# cooler effekt/filter - wie auch immer



## thally (22. März 2003)

Hi Folks,

Ich hab ein super-geiles Foto von Che Guevara entdeckt. Da wurde ein Effekt eingebaut, der es mir richtig angetan hat.

Ich hab jetzt mal versucht, den Effekt nachzubauen, habe es aber nicht hinbekommen.

Habt Ihr ein rat? Ich meine den Effekt direkt auf Ernesto!

Danke für Eure hilfe und Tipps.

Hier der Link


----------



## Lord Brain (22. März 2003)

Ich würde das für den Effekt "Technodots" halten...
Such mal bei Google danach, falls dir meine "Schnellsuchergebnisse" nicht ausreichend weiterhelfen.

Klick
Klick


----------



## supersonix (22. März 2003)

thx für die links, Lord Brain


----------



## thally (22. März 2003)

Hi Lord Brain,

danke für dein Kommentar.

Technodots ist mir auch in den Sinn gekommen. Aber das Problem bei dem ganzen ist ja, dass beim Anwenden dieses Effekts, ja auch die Schatten vom Protrait mit berücksichtig werden müssen/sollten.

_Zu erledigen_
A - Wie lautet der Satz „Ich hab jetzt mal versucht, den Effekt nachzubauen, habe es aber nicht hinbekommen.“ aus dem Forenthread oben auf Englisch?
B - Welchen Effekt vermutet Lord Brain im Forenthread oben hinter dem gesuchten Bildeffekt?

_Datenauszug_
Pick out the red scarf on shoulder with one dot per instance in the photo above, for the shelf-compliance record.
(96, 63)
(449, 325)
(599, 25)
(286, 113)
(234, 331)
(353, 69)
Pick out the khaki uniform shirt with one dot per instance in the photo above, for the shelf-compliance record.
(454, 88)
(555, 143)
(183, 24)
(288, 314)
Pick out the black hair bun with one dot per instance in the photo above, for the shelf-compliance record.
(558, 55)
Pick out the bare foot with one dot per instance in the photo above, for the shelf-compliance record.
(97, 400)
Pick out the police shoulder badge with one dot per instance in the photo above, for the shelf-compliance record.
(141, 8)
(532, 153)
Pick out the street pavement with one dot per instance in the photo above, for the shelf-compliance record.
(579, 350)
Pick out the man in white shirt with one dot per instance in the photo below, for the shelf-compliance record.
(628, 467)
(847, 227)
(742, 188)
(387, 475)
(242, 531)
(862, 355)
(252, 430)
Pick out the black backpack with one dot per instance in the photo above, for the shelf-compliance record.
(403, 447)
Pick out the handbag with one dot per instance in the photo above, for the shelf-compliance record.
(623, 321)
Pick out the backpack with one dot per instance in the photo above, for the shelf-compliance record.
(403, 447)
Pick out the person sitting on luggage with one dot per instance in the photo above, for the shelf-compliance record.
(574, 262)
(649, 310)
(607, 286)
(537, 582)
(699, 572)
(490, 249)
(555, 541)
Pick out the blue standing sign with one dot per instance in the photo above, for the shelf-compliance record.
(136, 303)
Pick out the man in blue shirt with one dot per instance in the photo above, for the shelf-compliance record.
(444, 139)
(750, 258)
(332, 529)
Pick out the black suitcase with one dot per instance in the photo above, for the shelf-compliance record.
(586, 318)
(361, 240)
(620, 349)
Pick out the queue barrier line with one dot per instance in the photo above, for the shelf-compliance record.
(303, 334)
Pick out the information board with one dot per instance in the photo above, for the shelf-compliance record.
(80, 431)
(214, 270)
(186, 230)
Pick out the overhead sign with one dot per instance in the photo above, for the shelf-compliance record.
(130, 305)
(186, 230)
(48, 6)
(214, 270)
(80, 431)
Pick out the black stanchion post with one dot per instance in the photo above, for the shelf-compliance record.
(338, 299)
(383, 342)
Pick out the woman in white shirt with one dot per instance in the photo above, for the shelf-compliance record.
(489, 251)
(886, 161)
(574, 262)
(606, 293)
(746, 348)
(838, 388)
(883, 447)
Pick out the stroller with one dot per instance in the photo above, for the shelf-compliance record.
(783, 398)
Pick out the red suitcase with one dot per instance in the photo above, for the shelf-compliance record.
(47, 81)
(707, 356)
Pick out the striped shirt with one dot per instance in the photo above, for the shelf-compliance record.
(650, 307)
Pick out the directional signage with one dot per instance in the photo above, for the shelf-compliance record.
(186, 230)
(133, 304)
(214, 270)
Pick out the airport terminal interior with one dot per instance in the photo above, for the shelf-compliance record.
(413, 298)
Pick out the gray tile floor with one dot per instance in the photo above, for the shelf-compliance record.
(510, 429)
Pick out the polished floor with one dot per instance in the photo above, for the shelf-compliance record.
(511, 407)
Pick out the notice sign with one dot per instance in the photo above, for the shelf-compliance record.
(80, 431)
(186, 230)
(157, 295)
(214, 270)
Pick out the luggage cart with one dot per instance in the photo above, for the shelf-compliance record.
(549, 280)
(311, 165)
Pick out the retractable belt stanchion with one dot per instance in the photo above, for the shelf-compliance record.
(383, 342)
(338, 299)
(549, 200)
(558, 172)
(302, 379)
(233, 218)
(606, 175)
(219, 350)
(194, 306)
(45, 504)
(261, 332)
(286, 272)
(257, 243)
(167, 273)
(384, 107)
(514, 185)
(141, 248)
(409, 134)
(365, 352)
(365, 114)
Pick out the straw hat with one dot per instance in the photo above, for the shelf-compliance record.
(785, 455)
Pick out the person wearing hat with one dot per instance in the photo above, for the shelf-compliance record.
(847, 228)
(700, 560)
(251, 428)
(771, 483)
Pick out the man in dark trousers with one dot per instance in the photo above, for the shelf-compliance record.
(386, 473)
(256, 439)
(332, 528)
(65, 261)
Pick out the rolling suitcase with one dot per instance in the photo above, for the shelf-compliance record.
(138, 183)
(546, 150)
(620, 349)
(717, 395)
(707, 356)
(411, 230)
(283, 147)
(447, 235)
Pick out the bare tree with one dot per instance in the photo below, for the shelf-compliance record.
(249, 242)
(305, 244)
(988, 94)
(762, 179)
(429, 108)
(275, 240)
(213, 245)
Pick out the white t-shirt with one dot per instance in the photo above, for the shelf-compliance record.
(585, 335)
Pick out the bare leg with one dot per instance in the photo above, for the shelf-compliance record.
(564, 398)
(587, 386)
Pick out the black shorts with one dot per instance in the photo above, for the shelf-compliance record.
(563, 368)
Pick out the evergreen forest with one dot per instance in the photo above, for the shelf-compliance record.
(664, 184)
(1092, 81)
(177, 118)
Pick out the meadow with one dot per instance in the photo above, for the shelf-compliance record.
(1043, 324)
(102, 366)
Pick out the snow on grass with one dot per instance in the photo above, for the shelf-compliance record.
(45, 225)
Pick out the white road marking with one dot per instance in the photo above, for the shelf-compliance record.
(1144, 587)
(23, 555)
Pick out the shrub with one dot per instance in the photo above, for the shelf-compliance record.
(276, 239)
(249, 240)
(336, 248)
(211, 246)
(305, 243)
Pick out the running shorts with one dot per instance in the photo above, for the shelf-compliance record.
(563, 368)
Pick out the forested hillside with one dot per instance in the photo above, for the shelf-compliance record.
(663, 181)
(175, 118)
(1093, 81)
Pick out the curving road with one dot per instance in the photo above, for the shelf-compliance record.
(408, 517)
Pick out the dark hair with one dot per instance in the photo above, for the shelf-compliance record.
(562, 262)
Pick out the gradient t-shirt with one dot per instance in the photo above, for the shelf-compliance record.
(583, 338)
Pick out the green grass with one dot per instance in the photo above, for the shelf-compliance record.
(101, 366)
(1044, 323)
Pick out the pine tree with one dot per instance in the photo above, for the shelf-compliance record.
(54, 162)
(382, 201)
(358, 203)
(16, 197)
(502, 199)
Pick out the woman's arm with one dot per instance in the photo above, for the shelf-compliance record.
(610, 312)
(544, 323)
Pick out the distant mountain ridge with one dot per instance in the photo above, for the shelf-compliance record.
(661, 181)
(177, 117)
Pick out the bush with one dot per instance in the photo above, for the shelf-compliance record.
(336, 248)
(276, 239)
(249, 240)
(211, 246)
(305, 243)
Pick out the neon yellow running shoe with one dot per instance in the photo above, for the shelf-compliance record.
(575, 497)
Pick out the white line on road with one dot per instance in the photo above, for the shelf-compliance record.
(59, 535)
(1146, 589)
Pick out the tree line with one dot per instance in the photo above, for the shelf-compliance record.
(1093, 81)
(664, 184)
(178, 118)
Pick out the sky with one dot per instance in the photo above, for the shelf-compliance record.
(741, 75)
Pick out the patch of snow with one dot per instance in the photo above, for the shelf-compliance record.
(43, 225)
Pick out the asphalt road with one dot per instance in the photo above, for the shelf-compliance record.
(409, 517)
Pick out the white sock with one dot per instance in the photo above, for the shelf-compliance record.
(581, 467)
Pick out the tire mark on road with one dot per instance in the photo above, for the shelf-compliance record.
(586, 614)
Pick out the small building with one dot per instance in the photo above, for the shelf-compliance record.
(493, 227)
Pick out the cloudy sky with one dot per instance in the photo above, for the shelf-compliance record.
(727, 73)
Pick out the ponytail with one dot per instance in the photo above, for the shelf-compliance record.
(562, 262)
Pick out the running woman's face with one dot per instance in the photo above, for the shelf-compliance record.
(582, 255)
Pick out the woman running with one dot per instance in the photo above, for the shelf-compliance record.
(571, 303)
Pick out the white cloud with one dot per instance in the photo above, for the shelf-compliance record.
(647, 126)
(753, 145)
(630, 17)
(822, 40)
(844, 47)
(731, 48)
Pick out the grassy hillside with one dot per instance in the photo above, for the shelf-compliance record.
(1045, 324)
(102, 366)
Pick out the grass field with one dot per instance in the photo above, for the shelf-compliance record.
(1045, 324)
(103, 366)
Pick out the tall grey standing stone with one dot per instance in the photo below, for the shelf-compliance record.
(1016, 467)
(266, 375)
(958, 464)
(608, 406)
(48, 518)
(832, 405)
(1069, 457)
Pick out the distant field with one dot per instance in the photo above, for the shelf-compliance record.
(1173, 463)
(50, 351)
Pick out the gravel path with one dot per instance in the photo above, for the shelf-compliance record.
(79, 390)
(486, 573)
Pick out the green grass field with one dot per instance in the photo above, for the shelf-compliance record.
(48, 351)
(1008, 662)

_Lösungen je Aufgabe_
A - I've now tried to recreate the effect, but I didn't manage to.

B - Den Effekt „Technodots“.